Instructions for the task :: Count the lines in the entries below that contain the string "road" and give only that number. Case matters.

Data rows ::
━━━━━━
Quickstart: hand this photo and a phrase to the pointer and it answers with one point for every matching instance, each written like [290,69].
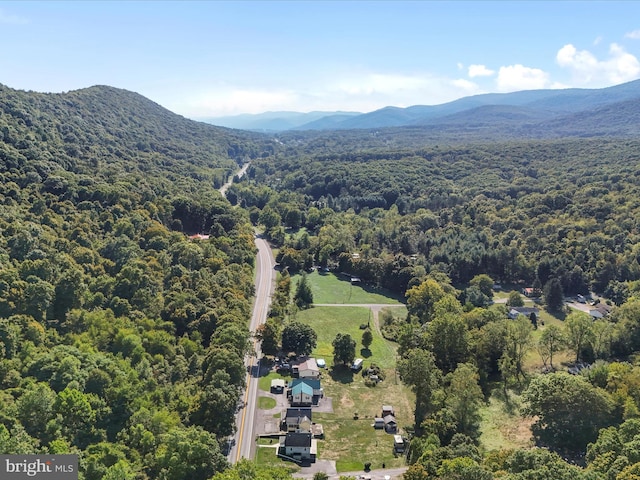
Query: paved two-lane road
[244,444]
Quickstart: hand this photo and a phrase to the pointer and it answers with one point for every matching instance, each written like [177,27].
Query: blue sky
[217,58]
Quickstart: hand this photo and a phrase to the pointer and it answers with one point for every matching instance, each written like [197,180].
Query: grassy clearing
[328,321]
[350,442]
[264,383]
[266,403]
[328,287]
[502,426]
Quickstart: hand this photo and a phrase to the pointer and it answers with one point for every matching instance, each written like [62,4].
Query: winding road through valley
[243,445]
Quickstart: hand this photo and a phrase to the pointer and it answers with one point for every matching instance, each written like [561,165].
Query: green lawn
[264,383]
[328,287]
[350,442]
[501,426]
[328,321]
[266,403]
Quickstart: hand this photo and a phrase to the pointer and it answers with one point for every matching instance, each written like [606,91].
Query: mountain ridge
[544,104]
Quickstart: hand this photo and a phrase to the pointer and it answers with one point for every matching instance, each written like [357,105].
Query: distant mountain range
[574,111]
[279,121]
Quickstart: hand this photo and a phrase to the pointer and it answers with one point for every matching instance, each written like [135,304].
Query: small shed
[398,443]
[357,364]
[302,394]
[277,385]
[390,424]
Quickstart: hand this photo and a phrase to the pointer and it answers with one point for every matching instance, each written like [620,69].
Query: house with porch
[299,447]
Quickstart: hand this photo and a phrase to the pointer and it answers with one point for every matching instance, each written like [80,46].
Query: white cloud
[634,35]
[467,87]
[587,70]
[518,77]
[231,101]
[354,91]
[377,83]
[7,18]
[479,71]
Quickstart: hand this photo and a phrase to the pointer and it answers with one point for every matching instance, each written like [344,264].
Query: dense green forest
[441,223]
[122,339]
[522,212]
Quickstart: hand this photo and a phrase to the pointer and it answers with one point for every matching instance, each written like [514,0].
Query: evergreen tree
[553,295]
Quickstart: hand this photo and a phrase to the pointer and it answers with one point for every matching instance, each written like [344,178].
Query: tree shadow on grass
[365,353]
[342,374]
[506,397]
━━━━━━
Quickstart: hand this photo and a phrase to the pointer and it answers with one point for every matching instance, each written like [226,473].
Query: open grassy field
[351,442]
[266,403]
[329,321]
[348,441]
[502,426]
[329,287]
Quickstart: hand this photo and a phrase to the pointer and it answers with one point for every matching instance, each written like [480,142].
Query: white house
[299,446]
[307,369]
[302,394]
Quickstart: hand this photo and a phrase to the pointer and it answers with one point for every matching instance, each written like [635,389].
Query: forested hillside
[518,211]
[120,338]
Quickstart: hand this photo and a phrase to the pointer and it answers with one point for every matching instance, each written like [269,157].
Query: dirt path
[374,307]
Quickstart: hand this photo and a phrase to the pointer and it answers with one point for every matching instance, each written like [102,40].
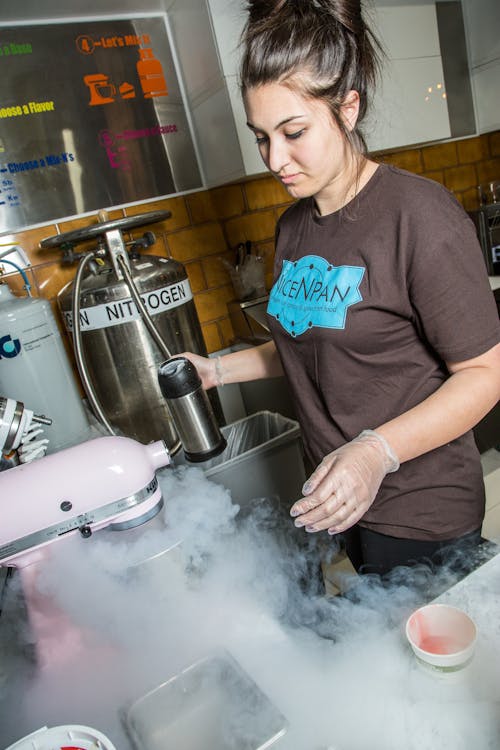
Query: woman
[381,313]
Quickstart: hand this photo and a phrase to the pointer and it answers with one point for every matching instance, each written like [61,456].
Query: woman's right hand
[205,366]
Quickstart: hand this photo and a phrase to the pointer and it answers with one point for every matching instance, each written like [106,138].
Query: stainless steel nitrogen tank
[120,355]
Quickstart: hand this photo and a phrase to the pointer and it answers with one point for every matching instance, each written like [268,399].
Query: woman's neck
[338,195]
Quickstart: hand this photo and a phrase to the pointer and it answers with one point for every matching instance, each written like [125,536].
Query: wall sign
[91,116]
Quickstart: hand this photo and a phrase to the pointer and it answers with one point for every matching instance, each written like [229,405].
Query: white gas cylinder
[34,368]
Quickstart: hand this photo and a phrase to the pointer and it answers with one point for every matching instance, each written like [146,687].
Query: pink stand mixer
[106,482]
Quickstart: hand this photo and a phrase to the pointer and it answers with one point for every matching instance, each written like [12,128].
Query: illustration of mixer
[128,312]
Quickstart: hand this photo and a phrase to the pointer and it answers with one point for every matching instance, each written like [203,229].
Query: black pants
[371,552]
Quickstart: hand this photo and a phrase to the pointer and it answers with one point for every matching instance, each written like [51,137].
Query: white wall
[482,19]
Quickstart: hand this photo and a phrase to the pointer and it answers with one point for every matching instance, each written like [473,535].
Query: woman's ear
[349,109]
━━━━━━
Problem solution :: 2